— Task prompt —
Copy out the lines from the one containing "--target=newel post --coords=pixels" through the end of the records, both inclusive, renaming "even-odd" to "nonzero" and changing nothing else.

— Some records —
──────────────────────────────
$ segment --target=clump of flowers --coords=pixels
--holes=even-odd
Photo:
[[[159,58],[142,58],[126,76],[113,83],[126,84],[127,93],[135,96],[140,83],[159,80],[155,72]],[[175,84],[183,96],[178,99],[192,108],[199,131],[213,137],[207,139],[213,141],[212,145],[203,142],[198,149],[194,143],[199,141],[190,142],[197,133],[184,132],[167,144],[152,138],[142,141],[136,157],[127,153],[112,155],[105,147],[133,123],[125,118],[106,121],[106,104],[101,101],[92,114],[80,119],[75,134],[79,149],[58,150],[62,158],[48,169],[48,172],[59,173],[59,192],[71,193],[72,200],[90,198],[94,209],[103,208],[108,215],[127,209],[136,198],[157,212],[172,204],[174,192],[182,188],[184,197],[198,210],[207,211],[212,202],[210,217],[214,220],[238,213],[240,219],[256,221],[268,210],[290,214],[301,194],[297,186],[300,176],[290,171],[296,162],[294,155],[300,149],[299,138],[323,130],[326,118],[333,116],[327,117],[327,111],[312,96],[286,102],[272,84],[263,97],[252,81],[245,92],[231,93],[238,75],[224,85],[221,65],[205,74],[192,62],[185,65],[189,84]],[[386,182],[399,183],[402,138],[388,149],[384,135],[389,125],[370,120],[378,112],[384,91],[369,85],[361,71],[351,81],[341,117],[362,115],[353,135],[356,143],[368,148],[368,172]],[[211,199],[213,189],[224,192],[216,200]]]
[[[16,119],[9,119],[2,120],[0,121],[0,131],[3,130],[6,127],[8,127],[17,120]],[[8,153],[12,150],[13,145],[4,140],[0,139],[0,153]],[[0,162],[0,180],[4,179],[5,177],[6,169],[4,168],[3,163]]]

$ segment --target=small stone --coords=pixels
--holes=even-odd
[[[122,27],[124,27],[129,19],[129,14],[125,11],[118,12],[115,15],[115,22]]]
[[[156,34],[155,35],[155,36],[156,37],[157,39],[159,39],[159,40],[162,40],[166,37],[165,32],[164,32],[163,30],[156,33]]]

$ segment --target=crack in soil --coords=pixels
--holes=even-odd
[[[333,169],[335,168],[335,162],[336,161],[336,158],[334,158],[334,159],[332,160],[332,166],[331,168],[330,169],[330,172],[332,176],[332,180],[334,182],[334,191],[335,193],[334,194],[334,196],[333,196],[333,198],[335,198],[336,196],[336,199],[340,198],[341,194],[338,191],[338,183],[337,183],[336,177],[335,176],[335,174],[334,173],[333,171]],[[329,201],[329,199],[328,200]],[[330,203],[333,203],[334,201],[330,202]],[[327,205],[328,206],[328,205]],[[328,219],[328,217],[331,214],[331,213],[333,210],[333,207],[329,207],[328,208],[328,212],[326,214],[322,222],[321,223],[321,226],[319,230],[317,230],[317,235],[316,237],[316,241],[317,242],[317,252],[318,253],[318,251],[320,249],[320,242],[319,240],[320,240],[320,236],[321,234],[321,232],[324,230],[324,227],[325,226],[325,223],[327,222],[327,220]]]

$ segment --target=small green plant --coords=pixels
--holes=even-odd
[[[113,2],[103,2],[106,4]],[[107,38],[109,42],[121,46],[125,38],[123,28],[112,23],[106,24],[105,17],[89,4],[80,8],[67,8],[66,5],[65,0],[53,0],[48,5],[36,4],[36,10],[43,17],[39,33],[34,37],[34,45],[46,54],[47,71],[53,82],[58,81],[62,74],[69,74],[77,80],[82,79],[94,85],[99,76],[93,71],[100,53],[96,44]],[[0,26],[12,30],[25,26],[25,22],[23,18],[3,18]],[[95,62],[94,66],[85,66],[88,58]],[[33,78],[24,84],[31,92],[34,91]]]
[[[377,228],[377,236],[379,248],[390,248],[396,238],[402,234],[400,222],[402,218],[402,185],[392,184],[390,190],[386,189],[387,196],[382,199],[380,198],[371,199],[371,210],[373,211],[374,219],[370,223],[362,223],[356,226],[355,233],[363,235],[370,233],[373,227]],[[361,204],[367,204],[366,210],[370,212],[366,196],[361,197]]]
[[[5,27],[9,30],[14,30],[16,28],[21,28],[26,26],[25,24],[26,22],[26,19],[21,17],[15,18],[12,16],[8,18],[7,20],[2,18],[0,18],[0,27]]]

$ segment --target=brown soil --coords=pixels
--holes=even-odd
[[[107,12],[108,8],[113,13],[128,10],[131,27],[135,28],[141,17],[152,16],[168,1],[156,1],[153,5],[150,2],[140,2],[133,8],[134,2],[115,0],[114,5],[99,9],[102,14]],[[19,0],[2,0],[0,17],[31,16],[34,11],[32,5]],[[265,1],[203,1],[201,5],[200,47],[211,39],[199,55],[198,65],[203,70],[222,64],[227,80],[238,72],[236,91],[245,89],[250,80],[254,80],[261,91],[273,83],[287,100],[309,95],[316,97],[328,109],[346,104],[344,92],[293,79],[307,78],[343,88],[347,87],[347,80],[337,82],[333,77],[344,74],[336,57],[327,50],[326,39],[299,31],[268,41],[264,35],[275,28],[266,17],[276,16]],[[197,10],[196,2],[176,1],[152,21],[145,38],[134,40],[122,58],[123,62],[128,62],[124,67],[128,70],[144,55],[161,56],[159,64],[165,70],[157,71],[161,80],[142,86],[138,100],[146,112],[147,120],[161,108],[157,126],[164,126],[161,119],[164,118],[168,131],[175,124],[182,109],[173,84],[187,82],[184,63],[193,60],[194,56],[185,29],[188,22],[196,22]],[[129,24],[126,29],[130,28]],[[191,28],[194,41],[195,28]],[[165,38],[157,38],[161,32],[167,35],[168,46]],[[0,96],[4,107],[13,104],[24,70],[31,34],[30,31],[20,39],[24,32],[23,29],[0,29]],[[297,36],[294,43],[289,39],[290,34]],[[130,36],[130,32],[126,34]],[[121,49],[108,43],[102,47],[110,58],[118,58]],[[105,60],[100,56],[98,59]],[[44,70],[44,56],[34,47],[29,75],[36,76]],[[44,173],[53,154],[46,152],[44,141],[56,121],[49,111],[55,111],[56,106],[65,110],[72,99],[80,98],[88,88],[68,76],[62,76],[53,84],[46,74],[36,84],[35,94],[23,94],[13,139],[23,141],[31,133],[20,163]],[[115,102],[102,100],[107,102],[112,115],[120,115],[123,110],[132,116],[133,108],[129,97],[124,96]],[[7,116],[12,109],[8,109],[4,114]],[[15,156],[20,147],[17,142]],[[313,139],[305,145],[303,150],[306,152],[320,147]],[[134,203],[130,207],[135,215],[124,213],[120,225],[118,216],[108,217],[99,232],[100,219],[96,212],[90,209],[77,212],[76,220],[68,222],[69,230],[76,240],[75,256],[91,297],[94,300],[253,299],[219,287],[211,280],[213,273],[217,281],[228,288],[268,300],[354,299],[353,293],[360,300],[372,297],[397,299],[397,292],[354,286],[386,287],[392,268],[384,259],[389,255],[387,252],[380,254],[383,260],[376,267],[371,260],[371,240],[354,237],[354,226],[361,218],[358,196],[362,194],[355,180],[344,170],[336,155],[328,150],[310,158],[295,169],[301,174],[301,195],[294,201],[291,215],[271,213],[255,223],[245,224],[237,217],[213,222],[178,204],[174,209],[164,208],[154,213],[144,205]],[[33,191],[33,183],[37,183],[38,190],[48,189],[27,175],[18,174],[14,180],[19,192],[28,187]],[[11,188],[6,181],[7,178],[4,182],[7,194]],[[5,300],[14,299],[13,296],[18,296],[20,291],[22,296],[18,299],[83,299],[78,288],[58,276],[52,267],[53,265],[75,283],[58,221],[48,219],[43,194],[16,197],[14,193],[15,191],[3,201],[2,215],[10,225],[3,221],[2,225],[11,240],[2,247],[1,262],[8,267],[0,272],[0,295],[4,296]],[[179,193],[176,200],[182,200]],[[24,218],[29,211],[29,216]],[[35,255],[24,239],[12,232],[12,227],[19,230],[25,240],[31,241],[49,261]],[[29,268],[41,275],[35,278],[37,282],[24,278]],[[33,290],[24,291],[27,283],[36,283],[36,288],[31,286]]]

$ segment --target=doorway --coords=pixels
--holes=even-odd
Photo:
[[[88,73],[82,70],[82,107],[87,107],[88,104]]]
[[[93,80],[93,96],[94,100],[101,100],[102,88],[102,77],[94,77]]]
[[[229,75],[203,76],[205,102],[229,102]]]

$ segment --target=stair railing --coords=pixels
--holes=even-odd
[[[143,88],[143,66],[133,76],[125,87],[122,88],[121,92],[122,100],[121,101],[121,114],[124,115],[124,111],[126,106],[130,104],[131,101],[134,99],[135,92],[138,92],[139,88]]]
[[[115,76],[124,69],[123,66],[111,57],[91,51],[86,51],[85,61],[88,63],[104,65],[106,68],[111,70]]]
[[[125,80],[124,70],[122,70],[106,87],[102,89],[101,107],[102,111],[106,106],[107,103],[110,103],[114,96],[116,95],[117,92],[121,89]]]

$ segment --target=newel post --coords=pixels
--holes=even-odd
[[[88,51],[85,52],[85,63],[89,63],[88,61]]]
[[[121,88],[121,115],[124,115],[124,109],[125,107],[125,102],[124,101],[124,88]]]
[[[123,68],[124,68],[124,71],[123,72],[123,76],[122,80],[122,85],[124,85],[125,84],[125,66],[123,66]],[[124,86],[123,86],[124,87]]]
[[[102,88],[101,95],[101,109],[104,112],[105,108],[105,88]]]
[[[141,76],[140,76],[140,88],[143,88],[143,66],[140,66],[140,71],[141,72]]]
──────────────────────────────
— Solution to the exercise —
$ segment --target=newel post --coords=pixels
--holes=nonzero
[[[88,51],[85,52],[85,63],[89,63],[88,61]]]
[[[121,88],[121,115],[124,115],[124,109],[125,107],[125,102],[124,101],[124,88]]]
[[[123,68],[124,68],[124,71],[123,72],[123,76],[122,80],[122,85],[124,85],[125,84],[125,66],[123,66]],[[124,86],[123,86],[124,87]]]
[[[102,88],[101,95],[101,109],[104,112],[105,108],[105,88]]]
[[[141,76],[140,76],[140,88],[143,88],[143,66],[140,66],[140,71],[141,72]]]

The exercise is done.